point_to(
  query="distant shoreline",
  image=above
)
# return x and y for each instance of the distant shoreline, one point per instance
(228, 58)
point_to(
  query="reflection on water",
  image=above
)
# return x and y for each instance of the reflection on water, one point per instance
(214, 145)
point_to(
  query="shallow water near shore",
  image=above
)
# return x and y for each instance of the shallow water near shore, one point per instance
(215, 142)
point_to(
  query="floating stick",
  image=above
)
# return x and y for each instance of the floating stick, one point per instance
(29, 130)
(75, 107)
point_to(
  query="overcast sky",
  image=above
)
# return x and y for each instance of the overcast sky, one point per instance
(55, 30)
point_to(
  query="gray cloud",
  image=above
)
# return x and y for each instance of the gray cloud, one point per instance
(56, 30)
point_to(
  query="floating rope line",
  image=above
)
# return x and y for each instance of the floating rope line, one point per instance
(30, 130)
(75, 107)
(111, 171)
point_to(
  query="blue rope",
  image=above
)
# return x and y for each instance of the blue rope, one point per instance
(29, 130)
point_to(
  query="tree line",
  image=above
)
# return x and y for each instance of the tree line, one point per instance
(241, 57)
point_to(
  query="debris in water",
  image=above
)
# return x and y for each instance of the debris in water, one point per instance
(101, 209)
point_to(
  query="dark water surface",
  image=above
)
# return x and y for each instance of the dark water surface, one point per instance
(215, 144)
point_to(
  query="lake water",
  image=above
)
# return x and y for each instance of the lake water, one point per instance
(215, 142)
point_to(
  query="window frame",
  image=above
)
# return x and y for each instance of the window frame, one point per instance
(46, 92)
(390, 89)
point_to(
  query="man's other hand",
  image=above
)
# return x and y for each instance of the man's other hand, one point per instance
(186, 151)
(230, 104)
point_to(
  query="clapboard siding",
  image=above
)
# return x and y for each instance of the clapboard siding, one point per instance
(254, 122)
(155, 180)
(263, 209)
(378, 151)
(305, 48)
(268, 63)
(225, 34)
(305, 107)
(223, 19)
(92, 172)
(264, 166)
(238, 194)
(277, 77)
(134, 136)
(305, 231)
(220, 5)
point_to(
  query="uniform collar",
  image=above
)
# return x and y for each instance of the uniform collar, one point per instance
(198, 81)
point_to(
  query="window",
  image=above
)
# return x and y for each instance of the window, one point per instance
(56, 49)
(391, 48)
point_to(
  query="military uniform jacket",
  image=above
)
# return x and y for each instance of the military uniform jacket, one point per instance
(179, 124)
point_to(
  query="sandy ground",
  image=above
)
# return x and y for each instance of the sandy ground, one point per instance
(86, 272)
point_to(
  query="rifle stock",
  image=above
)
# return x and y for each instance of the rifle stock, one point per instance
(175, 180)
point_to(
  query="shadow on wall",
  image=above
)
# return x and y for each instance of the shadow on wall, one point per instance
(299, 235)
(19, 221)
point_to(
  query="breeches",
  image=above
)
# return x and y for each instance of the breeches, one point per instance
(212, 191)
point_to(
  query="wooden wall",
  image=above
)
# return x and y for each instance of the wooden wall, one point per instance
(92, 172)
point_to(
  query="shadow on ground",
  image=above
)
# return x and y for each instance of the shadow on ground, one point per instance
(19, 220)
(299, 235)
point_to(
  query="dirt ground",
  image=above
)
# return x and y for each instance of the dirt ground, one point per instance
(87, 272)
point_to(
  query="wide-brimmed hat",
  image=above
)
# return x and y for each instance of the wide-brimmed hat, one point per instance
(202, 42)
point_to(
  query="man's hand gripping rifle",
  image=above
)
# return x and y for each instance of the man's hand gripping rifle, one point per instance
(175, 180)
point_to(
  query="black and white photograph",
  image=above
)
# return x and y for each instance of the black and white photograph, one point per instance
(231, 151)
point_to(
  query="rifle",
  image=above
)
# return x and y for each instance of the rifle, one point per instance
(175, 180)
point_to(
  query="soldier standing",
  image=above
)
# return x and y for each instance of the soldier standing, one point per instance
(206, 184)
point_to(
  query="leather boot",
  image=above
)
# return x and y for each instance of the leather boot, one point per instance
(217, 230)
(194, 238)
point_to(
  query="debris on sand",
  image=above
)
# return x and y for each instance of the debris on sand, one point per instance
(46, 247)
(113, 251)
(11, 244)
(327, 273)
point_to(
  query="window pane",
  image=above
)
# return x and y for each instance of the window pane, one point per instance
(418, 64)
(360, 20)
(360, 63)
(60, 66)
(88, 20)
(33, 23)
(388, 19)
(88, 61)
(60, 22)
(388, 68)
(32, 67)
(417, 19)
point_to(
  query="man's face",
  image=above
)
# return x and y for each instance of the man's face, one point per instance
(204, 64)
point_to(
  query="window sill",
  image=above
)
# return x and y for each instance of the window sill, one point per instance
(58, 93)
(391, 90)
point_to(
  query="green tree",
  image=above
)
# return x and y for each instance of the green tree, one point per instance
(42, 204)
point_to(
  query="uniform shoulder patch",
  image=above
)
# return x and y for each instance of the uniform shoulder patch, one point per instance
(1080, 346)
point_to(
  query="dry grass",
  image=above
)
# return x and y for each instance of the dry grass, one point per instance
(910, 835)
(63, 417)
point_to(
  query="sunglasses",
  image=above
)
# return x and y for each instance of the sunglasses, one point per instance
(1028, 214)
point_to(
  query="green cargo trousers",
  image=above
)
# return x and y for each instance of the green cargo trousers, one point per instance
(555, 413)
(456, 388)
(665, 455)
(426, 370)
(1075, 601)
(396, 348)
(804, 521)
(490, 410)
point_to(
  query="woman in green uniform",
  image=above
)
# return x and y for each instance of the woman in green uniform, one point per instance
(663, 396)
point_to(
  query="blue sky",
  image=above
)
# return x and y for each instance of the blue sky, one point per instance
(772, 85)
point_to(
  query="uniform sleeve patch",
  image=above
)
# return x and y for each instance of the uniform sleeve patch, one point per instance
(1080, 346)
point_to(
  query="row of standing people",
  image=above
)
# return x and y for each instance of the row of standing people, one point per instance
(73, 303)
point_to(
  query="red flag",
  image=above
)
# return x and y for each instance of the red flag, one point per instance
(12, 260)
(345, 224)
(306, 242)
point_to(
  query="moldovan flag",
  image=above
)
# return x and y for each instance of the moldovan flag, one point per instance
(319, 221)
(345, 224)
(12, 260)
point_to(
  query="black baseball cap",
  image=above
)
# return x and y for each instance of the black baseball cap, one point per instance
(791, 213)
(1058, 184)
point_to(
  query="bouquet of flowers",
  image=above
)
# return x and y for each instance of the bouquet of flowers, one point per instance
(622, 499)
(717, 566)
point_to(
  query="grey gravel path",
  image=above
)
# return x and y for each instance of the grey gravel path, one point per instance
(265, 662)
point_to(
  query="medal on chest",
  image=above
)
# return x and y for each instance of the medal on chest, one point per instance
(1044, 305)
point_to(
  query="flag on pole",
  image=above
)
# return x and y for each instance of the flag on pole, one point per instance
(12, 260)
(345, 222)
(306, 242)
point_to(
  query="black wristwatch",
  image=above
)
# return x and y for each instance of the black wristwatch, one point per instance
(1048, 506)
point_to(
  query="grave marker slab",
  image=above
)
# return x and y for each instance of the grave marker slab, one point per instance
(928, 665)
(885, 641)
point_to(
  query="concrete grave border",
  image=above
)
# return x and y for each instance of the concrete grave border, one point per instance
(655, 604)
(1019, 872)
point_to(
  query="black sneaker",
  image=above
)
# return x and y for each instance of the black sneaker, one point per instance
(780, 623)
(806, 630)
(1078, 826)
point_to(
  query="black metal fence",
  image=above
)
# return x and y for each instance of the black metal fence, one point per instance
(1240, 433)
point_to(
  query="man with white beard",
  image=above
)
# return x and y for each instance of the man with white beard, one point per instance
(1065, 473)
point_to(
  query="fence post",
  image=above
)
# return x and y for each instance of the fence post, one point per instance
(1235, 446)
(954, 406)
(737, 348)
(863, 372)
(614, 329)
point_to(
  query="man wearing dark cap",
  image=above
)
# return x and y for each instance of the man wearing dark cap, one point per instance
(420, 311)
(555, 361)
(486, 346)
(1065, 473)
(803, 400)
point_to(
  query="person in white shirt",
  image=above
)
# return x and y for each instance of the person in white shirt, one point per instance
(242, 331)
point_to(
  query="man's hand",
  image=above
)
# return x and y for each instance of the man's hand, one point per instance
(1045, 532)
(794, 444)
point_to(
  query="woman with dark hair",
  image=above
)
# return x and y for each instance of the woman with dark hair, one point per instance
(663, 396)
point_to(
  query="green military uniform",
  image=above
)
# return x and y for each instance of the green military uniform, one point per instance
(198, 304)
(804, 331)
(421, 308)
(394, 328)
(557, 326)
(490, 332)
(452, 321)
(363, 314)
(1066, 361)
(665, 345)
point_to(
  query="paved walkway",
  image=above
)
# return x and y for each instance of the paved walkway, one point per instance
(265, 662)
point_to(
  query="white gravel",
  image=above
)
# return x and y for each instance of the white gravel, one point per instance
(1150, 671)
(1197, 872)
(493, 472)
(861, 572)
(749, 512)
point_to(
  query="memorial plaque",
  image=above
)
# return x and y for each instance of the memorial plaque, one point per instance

WHAT THE EXERCISE ASKS:
Whichever lines of the data include the word "memorial", pull them out.

YOUR SOLUTION:
  query="memorial plaque",
# return x and y for each instance of the memorial plaque, one point per instance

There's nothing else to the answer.